**CONSEGNE**
[1] Secondo il testo sui beni immobili pubblici, da quale periodo sono state emanate diverse normative per risolvere i problemi di questo patrimonio?
[2] Prosegui il testo sui beni immobili pubblici, ripartendo dopo la sua ultima frase.

**TESTO DELLA PAGINA**
________________________________________
EyesReg, Vol.7, N.3, Maggio 2017

 

Negli ultimi venticinque anni in Italia si è assistito ad un crescente interesse per la valorizzazione di beni immobili pubblici e le possibili modalità di gestione e riutilizzo, soprattutto in ragione del fatto che molti di essi si trovano in condizioni di abbandono e degrado. Questa particolare attenzione è da correlarsi in particolare alla volontà, da parte dello Stato e degli enti territoriali, di trovare una soluzione che fosse in grado di favorire il riuso e la “messa a mercato” di questi beni e che, allo stesso tempo, fosse capace di incoraggiare e facilitare lo sviluppo locale e territoriale.
In questa direzione, a partire dagli anni ’90, diverse normative sono state emanate per risolvere i problemi che presenta questo patrimonio immobiliare in quanto, oltre ad influire in maniera negativa sulla qualità urbana per le sue gravi condizioni, la sua situazione incide anche sull’aspetto economico degli enti locali, costretti a sostenere costi di manutenzione e di gestione.
________________________________________
**ESTRATTI DELLE RIGHE**
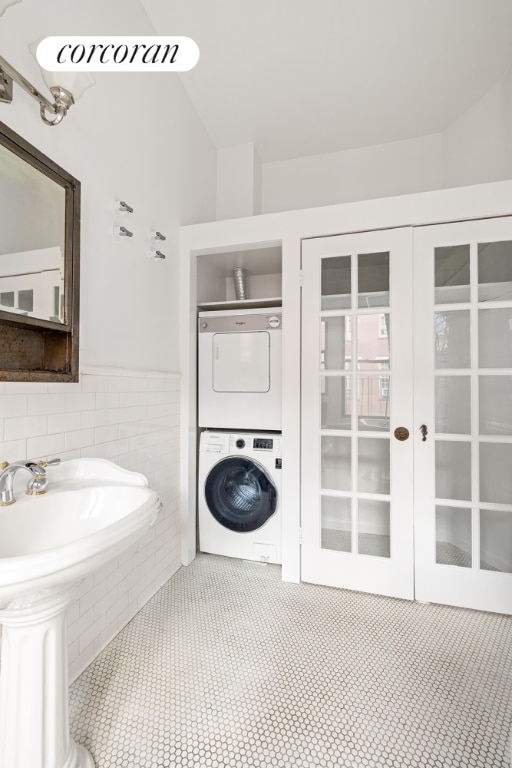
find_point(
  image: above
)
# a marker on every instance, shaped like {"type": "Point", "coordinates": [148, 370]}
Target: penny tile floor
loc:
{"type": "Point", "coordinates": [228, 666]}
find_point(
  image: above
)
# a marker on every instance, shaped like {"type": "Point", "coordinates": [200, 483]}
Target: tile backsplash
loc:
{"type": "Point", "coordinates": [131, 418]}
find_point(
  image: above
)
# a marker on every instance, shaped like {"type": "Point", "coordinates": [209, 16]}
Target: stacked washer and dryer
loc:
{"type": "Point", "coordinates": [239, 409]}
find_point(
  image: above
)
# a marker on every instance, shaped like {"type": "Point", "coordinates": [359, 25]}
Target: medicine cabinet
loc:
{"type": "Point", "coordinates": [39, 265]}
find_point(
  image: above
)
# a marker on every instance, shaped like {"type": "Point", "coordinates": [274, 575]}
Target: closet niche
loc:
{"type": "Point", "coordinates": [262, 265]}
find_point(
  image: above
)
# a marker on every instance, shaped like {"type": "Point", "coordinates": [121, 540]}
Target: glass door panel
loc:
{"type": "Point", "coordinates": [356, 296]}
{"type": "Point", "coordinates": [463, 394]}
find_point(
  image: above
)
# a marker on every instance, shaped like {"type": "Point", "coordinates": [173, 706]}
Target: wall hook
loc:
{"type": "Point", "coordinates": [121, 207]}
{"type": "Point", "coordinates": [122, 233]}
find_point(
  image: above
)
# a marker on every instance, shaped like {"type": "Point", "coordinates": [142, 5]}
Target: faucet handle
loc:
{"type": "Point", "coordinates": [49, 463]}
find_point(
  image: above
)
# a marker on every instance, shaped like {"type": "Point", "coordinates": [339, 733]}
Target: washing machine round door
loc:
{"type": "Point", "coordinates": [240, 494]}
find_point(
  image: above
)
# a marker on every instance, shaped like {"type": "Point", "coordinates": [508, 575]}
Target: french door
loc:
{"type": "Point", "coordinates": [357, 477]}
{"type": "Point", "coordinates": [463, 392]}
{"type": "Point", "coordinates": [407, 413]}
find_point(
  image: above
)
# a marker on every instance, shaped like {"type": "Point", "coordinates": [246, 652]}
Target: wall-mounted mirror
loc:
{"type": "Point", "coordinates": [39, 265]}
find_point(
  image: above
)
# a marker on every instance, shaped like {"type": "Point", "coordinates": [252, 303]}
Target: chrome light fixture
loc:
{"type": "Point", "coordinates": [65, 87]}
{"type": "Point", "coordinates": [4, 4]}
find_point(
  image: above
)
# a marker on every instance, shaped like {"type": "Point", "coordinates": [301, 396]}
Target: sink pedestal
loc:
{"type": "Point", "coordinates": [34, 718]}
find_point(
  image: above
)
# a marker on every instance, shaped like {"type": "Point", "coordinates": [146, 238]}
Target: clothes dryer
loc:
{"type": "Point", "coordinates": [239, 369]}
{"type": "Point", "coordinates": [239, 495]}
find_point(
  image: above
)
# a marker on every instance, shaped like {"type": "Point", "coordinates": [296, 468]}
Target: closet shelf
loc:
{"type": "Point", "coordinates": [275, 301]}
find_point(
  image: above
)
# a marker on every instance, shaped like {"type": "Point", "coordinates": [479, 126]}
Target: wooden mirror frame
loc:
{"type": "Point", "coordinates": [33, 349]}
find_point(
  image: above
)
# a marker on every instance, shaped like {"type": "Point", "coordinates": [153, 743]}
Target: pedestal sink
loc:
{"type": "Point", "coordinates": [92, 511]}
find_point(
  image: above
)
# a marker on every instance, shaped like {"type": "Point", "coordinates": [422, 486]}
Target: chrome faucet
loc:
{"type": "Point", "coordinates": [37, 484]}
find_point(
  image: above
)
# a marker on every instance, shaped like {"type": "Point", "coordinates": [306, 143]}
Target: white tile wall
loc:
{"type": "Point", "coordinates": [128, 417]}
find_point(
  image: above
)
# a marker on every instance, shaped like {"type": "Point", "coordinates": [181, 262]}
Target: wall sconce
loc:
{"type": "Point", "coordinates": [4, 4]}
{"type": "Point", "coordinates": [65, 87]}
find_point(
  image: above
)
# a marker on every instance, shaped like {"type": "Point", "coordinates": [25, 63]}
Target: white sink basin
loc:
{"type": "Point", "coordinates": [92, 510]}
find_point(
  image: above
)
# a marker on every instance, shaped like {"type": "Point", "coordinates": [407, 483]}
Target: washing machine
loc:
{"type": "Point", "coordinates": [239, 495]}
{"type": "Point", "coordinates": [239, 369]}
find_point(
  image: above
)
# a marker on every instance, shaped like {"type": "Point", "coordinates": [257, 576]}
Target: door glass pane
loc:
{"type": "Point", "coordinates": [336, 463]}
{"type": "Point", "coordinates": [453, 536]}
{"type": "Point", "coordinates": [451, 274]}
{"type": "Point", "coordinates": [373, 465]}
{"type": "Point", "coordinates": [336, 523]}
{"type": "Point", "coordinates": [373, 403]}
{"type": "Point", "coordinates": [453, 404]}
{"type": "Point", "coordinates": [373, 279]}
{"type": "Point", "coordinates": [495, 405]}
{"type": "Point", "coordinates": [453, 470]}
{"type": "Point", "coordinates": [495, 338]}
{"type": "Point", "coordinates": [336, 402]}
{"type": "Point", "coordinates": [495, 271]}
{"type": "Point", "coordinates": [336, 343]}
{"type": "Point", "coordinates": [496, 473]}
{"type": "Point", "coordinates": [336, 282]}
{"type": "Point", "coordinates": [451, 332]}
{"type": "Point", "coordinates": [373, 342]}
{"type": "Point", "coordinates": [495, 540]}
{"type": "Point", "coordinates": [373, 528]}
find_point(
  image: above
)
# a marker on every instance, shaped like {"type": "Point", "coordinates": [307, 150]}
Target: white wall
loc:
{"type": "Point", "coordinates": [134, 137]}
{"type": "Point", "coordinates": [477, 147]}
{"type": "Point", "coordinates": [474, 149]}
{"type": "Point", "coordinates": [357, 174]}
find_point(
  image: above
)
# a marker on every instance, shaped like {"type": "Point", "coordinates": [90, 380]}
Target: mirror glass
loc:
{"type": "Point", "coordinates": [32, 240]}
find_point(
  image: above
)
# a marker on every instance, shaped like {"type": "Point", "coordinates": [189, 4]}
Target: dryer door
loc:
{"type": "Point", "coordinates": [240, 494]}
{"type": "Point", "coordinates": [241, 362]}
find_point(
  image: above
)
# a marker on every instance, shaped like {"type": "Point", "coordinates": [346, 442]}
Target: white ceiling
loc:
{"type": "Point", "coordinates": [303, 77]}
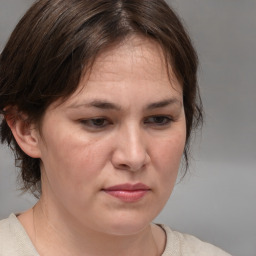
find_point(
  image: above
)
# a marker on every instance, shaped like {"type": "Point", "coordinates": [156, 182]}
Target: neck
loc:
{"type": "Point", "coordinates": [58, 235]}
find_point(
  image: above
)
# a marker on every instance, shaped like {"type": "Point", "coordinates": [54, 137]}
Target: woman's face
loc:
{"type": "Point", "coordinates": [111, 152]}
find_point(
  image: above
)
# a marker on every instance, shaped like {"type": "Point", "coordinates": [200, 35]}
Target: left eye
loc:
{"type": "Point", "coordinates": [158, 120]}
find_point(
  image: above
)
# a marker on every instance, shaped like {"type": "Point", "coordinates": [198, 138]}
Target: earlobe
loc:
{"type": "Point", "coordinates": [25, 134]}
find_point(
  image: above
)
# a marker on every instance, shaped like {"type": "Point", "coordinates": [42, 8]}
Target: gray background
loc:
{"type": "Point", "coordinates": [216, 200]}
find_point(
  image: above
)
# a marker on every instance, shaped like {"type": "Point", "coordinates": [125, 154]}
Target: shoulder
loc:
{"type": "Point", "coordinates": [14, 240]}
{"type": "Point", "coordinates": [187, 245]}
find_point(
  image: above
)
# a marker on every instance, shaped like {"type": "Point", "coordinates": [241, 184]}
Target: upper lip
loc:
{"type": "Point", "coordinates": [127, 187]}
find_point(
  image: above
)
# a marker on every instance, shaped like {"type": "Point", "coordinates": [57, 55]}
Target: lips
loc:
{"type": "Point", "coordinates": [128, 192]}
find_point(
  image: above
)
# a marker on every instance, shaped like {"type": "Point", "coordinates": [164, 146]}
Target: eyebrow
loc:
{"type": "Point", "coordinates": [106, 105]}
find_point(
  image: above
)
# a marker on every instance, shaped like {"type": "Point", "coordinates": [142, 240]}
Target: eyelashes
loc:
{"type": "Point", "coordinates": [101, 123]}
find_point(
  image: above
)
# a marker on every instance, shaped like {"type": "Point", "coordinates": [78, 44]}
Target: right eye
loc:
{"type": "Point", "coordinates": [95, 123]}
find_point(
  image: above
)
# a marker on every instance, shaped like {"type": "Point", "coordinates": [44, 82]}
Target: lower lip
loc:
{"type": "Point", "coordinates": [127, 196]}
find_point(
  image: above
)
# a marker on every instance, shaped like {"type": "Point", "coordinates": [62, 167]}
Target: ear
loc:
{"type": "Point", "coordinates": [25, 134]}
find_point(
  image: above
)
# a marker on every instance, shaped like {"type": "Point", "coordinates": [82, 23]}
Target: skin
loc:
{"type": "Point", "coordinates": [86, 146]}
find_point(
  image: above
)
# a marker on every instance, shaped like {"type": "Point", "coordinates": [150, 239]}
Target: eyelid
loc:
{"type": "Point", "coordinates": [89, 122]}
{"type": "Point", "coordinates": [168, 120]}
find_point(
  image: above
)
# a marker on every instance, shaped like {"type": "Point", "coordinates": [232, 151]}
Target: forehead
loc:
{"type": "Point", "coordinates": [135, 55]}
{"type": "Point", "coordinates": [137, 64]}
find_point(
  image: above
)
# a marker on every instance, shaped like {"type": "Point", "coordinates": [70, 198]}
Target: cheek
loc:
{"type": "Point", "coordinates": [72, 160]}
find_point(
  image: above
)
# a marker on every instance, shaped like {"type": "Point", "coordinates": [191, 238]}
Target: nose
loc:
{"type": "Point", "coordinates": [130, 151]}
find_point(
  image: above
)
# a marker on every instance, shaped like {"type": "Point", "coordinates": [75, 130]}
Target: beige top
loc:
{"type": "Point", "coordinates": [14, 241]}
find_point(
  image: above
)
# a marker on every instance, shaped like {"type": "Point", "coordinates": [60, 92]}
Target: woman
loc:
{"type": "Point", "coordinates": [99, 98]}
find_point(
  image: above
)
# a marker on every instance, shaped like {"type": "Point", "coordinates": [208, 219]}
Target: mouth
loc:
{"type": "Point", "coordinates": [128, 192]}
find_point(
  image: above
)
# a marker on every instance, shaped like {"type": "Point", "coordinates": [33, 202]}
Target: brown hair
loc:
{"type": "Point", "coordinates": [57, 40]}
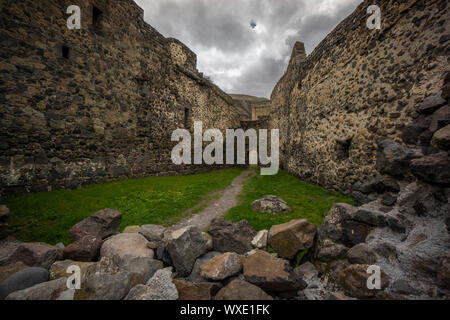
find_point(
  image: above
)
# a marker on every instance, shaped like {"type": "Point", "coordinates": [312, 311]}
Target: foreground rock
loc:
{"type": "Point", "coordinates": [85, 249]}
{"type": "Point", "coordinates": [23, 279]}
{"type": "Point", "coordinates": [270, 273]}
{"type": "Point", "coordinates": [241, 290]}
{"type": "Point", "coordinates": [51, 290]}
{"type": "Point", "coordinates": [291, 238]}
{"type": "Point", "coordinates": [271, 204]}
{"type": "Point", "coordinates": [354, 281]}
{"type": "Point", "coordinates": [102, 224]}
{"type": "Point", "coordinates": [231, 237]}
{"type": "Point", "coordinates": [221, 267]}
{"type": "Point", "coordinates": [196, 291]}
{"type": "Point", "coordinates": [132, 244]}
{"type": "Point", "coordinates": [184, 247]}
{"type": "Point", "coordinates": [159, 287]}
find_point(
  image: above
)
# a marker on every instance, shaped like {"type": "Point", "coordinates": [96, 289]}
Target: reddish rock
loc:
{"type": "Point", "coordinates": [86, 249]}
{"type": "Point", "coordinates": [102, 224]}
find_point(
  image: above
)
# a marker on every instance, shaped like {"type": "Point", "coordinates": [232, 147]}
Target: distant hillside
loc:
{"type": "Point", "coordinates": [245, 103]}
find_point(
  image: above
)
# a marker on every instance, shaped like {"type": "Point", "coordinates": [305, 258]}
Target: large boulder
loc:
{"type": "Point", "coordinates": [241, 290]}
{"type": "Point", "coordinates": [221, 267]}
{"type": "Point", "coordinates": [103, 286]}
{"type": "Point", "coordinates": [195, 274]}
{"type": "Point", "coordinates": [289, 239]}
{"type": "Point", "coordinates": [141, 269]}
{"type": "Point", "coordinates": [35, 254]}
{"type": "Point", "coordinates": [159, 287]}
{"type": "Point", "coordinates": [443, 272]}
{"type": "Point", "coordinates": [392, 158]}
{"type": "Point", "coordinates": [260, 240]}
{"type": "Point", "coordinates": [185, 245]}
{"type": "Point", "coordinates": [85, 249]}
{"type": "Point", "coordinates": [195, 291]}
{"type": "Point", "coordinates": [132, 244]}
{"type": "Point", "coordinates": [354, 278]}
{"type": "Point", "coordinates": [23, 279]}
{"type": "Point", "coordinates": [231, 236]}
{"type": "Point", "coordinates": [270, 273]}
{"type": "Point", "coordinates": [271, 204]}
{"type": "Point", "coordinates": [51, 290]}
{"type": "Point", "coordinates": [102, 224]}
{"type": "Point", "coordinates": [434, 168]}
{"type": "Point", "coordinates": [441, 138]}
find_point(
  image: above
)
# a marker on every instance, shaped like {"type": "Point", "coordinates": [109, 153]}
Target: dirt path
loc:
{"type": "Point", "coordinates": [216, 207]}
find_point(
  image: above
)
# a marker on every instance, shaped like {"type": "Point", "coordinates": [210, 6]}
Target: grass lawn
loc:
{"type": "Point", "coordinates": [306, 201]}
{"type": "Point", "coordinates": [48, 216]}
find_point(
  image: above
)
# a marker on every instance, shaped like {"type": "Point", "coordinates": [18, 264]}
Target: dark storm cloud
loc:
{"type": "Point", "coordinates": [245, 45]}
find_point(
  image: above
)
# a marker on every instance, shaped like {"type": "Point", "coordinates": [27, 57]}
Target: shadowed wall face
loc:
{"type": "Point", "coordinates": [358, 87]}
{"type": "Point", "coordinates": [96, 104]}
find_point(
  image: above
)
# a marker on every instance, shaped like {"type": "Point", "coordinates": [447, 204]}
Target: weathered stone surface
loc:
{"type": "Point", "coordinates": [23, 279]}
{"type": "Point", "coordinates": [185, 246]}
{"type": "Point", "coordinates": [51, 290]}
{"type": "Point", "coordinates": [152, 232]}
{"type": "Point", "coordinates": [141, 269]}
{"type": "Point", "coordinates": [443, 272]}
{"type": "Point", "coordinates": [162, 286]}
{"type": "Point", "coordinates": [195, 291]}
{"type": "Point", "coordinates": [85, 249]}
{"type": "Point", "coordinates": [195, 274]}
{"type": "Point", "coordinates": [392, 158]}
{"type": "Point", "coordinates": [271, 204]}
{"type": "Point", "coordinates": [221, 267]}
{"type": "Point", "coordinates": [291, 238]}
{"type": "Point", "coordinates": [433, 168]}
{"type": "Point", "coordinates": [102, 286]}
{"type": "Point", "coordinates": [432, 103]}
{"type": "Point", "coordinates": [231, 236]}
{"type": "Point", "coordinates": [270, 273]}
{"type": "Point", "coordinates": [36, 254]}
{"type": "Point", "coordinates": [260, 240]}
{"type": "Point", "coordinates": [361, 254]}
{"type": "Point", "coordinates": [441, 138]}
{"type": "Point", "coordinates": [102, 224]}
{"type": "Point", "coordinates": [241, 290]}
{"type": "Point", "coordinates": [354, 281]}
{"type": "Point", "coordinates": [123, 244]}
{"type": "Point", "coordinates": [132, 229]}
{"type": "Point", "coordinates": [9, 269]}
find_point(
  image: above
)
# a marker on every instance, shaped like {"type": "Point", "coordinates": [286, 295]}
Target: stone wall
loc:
________________________________________
**RISPOSTE IN ORDINE**
[1] A partire dagli anni ’90.

[2]
Ciò che questo contributo vuole presentare sono le questioni normative che, negli ultimi venticinque anni, sembrano essere ancora irrisolte e che hanno portato ad avere un quadro istituzionale di riferimento incerto e, per molti aspetti, ambiguo. I fattori che hanno contribuito a rendere la questione complessa e dibattuta sono principalmente due: da una parte, la sovrapproduzione normativa e la mancanza di una visione univoca legata alla valorizzazione; dall’altra, la discordanza fra teorie, norme e pratica.

Limiti e insuccessi normativi
Per quanto riguarda la questione della sovrapproduzione normativa, il problema è legato soprattutto alla continua approvazione di leggi in materia di valorizzazione, tese a definire modalità e strumenti attraverso i quali questi processi possano attuarsi. In questo modo, il quadro istituzionale, ad oggi, continua ad aggiornarsi e a complicarsi allo stesso tempo, poiché le strategie d’azione vengono semplicemente aggiunte ad altre già esistenti.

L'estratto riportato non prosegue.